--- BEGIN Provided text ---
He did not think there was a sufficient connection between Mr Nolan's proposal and the City Link project to bring s 93O(2) of the DAA Act into operation.
For that reason, as well as for reasons more generally relating to the exercise of his discretion, the application was refused.
One matter put in argument as to the merits was that the range of persons who may fall within the category of persons "affected by" the decision is a narrow one. As to that, his Honour observed (at 16 and 17):
"I also think there is force in the argument advanced by [counsel for the DAA] that the only persons who should have standing, or would be entitled to be said to be persons affected, would be persons involved in relation to the issue of the certificates. By involved, I mean have an interest in relation to the funding or the provision of the money, or have an interest in such conditions as might be involved in relation to the issue of the certificate."
and later in his reasons:
"[Counsel for the DAA], also, in support of his argument referred to the difference in wording between sections 119 and 120 of the Act where the words "confirm" or "vary" appear in both sections, but the word revoke only appears in subsection (3). I consider that the structure of those sections are such to support the proposition that the range of persons entitled to say they are affected by a decision in relation to the certificates is very limited."
As appears below, my judgment reflects those observations.
THE GROUNDS OF APPEAL
The applicant's sole point on this appeal is whether he is a person who, within the meaning of s 119 of the DAA Act, "is affected" by the decision referred to, or within the meaning of s 27(1) of the AAT Act is a person "whose interests are affected" by the decision. It is a matter of standing.
It is not in issue on this appeal that the decision is a "reviewable decision", as defined in the DAA Act, for the purposes of s 119 of that Act.
His contention is that he has a special interest in the decision, because he suffers special damage by reason of it, and he relies upon Boyce v Paddington Borough Council
[1903] 1 Ch 109, and Australian Conservation Foundation v Commonwealth (1980) 146 CLR 493.
It is said that the "zone of interest" test for standing as discussed in Alphapharm Pty Ltd v Smithkline Beecham (Australia) Pty Limited (1994) 49 FCR 250 is not the relevant test for his standing, or at least not a necessary condition for standing. Alternatively, he contends that he falls within the "zone of interest" of s 93O of the DAA Act as its zone of interest in any event encompasses "the whole community".
CONSIDERATION OF THE AUTHORITIES
It is an appropriate starting point to refer to the comments of Buckley J in Boyce (above, at 114):
"A plaintiff can sue without joining the Attorney-General in two cases: first, where the interference with the public right is such as that some private right of his is at the same time interfered with (e.g., where an obstruction is so placed in a highway that the owner of premises abutting upon the highway is specially affected by reason that the obstruction interferes with his private right to access from and to his premises to and from the highway); and, secondly, where no private right is interfered with, but the plaintiff, in respect of his public right, suffers special damage peculiar to himself from the interference with the public right."
--- END Provided text ---
_Required work_:
• 1. Name every court case the judgment excerpt cites, with the citation it gives for each.
• 2. In the judgment excerpt, which test for standing does the applicant say is not the relevant test for his standing?
• 3. Write the next few sentences of the judgment excerpt, following on after the quoted comments of Buckley J.
--- BEGIN Items ---
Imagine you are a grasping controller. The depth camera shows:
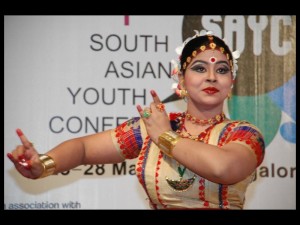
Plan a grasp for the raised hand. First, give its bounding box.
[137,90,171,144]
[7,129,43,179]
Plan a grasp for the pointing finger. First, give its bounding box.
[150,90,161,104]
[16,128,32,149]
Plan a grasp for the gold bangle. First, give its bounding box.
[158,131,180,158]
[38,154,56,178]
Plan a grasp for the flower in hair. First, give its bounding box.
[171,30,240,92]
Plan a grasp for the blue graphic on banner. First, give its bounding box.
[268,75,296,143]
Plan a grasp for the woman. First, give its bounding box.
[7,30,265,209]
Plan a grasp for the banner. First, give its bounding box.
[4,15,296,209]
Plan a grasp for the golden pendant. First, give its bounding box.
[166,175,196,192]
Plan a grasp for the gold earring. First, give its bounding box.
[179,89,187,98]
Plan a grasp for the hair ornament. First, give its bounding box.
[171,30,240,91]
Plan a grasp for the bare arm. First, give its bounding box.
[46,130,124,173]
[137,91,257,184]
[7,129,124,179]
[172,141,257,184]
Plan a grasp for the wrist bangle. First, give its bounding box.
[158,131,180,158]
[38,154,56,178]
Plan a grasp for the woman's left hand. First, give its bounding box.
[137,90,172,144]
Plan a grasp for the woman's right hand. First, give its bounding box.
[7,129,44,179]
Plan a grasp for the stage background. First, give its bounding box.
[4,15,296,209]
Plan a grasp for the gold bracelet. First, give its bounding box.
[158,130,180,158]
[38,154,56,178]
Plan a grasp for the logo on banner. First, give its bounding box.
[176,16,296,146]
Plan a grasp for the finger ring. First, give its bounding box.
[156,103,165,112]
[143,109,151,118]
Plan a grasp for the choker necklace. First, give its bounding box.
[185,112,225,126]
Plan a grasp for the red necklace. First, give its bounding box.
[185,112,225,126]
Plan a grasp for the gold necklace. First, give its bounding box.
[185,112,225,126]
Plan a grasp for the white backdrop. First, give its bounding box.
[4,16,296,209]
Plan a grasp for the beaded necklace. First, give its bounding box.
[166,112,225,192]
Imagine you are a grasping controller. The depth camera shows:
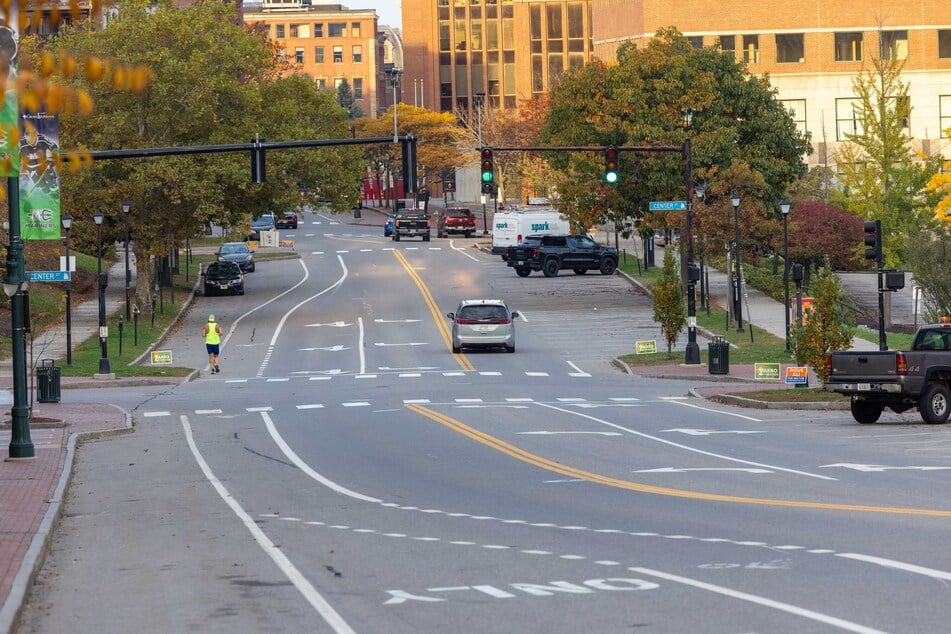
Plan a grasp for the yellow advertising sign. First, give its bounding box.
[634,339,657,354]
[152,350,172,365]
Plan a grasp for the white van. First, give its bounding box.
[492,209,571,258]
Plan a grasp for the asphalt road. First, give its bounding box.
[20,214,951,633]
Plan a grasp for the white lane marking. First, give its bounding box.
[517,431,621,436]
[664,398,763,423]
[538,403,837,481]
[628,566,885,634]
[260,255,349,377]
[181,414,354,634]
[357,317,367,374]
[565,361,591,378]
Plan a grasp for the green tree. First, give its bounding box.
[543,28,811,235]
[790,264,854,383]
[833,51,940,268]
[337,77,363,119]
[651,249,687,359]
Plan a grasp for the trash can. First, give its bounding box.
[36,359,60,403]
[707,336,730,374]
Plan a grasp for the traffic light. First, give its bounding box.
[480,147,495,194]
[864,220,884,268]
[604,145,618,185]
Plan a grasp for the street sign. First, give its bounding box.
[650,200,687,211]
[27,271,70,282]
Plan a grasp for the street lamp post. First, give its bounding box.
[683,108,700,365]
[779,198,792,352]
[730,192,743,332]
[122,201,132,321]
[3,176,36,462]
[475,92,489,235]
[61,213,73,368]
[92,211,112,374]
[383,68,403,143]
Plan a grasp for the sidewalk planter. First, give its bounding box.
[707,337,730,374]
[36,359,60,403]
--- END Items ---
_Expected answers_:
• 1.
- Boyce v Paddington Borough Council [1903] 1 Ch 109
- Australian Conservation Foundation v Commonwealth (1980) 146 CLR 493
- Alphapharm Pty Ltd v Smithkline Beecham (Australia) Pty Limited (1994) 49 FCR 250

• 2. The "zone of interest" test.

• 3.
As Gummow J remarked in Australian Institute of Marine and Power Engineers v Secretary, Department of Transport (1986) 13 FCR 124 at 132, in the context of the pursuit of the equitable remedies of injunction and declaration, the complexity which the Boyce "rules" have sometimes caused has been diminished by the decisions of the High Court in Australian Conservation Foundation Inc v The Commonwealth (1980) 146 CLR 493 and Wentworth v Attorney-General (NSW) (1984) 154 CLR 518. In such cases, standing does not now require special damage in the traditional sense, but upon "having a special interest in the subject matter of the action" (per Gibbs CJ in the ACF case at 527, with whom Mason J agreed at 547). Both Gibbs CJ and Mason J were at pains to point out that the manner in which that principle will be applied will depend upon the particular circumstances, a point forcefully made by Mason J in Robinson v Western Australian Museum (1977) 138 CLR 283 at 327-8 where he said:
"The cases are infinitely various and so much depends in a given case on the nature of the relief which is sought, for what is a sufficient interest in one case may be less than sufficient in another."
It is not clear whether, in a practical sense, the views of Stephen J in that case would produce any different result in any particular circumstances. His Honour (at 537) identified the possible sources of standing to be either within the principle in Boyce (above) or some development of that principle, or alternatively because standing has been conferred by statute, and then in relation to one kind of special damage reflected by an alleged failure to properly deal with the Australian Conservation Foundation's
comments upon a draft environmental impact statement, he said (at 541):
"But they may also do so by conferring some right the denial of the enjoyment of which gives standing to sue to complain of that denial. Although that very denial might be thought to qualify as the suffering of special damage such as that of which Buckley J. spoke, it is, perhaps, preferable in such a case to resolve the question of standing by the direct route of a search for enforceable rights conferred by statute, rather than follow the circuitous course of seeking, in accordance with Boyce's Case, for the existence of special damage."
His Honour made similar remarks at 543.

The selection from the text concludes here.